> _Problem details_
Can you copy out every item below, reproducing each line character for character?

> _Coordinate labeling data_
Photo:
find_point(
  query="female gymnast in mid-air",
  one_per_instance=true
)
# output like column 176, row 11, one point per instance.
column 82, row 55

> _Exercise answer_
Photo:
find_point(
  query="female gymnast in mid-air",
  one_per_instance=true
)
# output like column 176, row 11, one point per instance.
column 82, row 55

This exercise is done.